#### SELECTED EXCERPT ####

Keep the voice charter and the three-register sentence with your portfolio. You'll apply this charter in every piece from here on, and you'll feel it most in Chapter 19 (emails, where tone makes or breaks the request), Chapter 27 (Dana's data memo, where register shifts with the reader), and Chapter 28 (the blog post, where voice and the jargon budget meet). Next chapter (Paragraphs) moves up one level: you can now choose the right word and set the right tone — but words and sentences have to flow into paragraphs the reader can follow, which is the craft of cohesion and transitions.
7.10 Common Mistakes & Practical Considerations
Even writers who know these moves trip on the same edges. Here are the ones worth naming.
Confusing tone with clarity (the Chapter 3 collision). The most common conceptual error after this chapter is thinking word choice and clarity are the same skill. They're not. A sentence can be perfectly clear (Chapter 3 satisfied) and still tonally wrong — too cold for a condolence, too breezy for a journal, too certain for the evidence, quietly exclusionary. Run both checks: "Is this clear?" and "Is this the right word — connotation, register, certainty, inclusivity?" Clear-but-wrong-toned writing fails just as surely as unclear writing, only the reader blames you instead of the prose.
Over-applying the plain-language swap. The swap table (§7.8) is a default, not a law. Mechanically replacing every long word with a short one strips out the genuinely precise terms (optimal, methodology, terminate in their correct senses) and can clash with a register that legitimately wants formality (a contract, a regulatory filing). Swap for precision, not for brevity for its own sake. Ask of each fancy word: is it precise here, or just pretentious? Keep the precise ones.

#### DATA ENTRIES ####

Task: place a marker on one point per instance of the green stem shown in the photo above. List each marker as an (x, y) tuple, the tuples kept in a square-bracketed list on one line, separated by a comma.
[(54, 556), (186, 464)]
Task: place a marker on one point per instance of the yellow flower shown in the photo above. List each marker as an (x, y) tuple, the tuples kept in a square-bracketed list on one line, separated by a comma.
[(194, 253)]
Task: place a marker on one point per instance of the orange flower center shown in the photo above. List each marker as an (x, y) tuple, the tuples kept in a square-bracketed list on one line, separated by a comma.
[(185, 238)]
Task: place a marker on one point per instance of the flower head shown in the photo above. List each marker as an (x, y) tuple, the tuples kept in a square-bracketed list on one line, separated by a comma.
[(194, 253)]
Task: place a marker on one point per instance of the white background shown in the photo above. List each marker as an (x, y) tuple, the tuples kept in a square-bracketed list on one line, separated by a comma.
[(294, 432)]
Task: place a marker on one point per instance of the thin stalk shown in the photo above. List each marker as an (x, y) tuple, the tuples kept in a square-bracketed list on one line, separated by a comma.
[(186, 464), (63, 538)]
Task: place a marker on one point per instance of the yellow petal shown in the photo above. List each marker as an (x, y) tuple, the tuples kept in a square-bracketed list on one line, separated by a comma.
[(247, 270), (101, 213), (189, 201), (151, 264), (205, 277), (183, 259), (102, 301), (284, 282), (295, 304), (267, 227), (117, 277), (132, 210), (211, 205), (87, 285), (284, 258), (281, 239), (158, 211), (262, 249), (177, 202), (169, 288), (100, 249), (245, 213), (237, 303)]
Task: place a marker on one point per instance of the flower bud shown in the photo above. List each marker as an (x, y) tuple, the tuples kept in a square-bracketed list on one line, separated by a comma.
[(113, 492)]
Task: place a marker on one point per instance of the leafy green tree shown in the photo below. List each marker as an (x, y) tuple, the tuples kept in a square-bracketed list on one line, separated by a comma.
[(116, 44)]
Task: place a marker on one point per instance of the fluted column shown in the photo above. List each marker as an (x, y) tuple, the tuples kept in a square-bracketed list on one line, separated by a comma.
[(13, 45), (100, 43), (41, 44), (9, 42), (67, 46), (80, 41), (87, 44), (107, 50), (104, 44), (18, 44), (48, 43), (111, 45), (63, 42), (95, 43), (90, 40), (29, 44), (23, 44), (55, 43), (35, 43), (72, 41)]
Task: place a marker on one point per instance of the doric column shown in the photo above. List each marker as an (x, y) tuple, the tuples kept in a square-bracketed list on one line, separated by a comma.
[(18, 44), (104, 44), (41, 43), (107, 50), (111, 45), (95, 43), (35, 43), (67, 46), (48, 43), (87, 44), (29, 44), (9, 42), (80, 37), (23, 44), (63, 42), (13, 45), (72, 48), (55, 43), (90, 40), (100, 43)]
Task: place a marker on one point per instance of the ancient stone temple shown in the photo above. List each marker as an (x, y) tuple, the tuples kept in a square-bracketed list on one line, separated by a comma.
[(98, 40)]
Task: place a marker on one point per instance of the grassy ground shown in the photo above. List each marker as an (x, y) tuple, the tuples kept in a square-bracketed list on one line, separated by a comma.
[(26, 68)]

####
#### DATA ENTRIES ####

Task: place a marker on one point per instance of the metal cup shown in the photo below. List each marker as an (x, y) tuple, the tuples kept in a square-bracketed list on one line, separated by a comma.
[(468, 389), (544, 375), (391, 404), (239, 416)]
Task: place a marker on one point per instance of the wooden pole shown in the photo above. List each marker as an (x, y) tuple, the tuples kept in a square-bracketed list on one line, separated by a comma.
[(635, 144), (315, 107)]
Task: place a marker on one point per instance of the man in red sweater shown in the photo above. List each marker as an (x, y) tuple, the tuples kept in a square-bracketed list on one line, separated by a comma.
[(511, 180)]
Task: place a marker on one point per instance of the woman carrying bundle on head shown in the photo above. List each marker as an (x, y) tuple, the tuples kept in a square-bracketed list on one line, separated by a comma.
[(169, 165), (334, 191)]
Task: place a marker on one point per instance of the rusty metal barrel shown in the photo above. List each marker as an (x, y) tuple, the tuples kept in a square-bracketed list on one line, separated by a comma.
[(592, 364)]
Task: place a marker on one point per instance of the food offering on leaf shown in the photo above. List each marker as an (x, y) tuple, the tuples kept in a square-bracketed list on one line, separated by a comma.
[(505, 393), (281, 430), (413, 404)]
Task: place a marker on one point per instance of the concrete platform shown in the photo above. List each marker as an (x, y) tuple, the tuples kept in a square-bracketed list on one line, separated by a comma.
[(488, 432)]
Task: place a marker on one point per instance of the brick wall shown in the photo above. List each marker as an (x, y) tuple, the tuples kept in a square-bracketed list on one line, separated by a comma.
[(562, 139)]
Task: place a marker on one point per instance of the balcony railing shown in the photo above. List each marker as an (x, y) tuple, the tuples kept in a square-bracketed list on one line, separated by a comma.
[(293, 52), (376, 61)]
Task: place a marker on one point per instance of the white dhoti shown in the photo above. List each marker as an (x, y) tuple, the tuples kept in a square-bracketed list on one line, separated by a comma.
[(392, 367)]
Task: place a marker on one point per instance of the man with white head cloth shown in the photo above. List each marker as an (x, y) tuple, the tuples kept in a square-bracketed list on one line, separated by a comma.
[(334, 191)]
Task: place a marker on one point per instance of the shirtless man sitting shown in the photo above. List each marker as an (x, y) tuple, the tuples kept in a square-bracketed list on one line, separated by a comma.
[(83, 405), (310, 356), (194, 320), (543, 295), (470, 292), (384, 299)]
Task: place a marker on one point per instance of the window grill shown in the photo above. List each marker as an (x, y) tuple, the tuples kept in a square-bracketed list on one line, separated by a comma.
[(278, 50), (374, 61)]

####
#### DATA ENTRIES ####

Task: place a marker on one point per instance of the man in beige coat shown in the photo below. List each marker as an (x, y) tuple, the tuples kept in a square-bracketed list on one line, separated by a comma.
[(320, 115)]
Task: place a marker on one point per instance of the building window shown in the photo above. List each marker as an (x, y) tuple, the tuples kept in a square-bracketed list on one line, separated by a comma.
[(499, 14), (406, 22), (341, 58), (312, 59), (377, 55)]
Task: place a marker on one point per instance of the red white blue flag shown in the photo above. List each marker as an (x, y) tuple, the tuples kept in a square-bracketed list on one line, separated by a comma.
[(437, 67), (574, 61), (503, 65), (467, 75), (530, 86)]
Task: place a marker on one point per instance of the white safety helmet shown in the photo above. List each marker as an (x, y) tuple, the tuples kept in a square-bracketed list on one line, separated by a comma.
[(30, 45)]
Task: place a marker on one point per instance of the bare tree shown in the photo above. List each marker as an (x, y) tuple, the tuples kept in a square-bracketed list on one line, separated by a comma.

####

SET TASKS:
1. In the excerpt on word choice and tone, what does the swap table in §7.8 count as, rather than a law?
2. From the excerpt on word choice and tone, reproduce verbatim the part that opens with the words containing "Confusing tone with" and closes with "of the prose.".

ANSWERS GIVEN:
1. A default.

2.
Confusing tone with clarity (the Chapter 3 collision). The most common conceptual error after this chapter is thinking word choice and clarity are the same skill. They're not. A sentence can be perfectly clear (Chapter 3 satisfied) and still tonally wrong — too cold for a condolence, too breezy for a journal, too certain for the evidence, quietly exclusionary. Run both checks: "Is this clear?" and "Is this the right word — connotation, register, certainty, inclusivity?" Clear-but-wrong-toned writing fails just as surely as unclear writing, only the reader blames you instead of the prose.